WORK TO BE COMPLETED:
Write out, word for word, every line in the data below from the one containing "Determine the exact" to the one containing "negative clicks: (69, 36)", both of them included.

(INPUT DATA Opens)

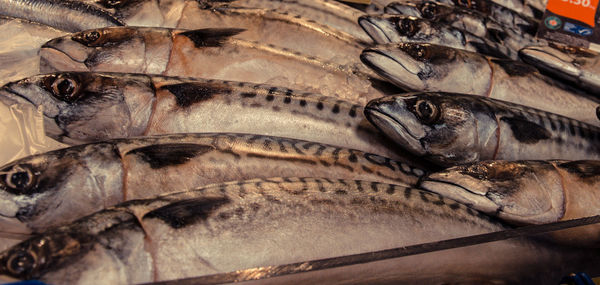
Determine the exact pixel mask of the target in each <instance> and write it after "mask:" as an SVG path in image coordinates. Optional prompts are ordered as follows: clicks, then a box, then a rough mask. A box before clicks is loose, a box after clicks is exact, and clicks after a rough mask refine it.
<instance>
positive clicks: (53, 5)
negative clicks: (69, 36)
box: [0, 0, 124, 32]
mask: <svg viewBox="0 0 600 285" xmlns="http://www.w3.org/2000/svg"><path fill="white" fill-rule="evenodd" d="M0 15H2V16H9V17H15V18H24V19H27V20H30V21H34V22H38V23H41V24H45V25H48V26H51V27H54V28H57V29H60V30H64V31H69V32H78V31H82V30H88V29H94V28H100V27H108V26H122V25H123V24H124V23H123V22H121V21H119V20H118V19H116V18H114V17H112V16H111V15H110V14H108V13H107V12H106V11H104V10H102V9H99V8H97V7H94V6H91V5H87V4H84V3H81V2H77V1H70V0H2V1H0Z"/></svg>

(INPUT DATA Closes)
(INPUT DATA Opens)

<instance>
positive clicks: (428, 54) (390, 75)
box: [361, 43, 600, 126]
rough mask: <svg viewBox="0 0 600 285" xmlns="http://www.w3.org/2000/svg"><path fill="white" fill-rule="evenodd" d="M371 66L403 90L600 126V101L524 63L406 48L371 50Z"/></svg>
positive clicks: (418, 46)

(INPUT DATA Closes)
(INPUT DATA Opens)

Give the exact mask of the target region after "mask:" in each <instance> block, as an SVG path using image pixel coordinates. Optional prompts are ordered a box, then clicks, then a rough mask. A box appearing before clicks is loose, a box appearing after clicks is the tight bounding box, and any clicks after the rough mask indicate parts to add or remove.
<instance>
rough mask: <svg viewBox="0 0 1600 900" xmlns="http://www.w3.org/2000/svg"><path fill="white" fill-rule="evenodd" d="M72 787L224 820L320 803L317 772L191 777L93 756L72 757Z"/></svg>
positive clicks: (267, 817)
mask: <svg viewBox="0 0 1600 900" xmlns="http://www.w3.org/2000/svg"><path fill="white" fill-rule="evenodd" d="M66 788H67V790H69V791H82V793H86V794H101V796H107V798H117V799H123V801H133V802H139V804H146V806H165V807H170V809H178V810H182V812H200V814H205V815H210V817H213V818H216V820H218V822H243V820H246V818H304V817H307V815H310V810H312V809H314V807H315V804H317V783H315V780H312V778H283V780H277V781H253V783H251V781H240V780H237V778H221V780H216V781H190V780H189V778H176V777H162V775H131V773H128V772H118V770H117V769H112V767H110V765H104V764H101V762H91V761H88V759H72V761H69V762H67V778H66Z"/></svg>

(INPUT DATA Closes)

TASK RESULT:
Determine the exact pixel mask of the target in each <instance> and write it after "mask:" as an SVG path in image coordinates. Optional prompts are ordered as follows: clicks, then a box, then a rough mask. A box before clicks is loose, a box after clicks is exact, and clicks after a rough mask refine it.
<instance>
positive clicks: (53, 5)
negative clicks: (69, 36)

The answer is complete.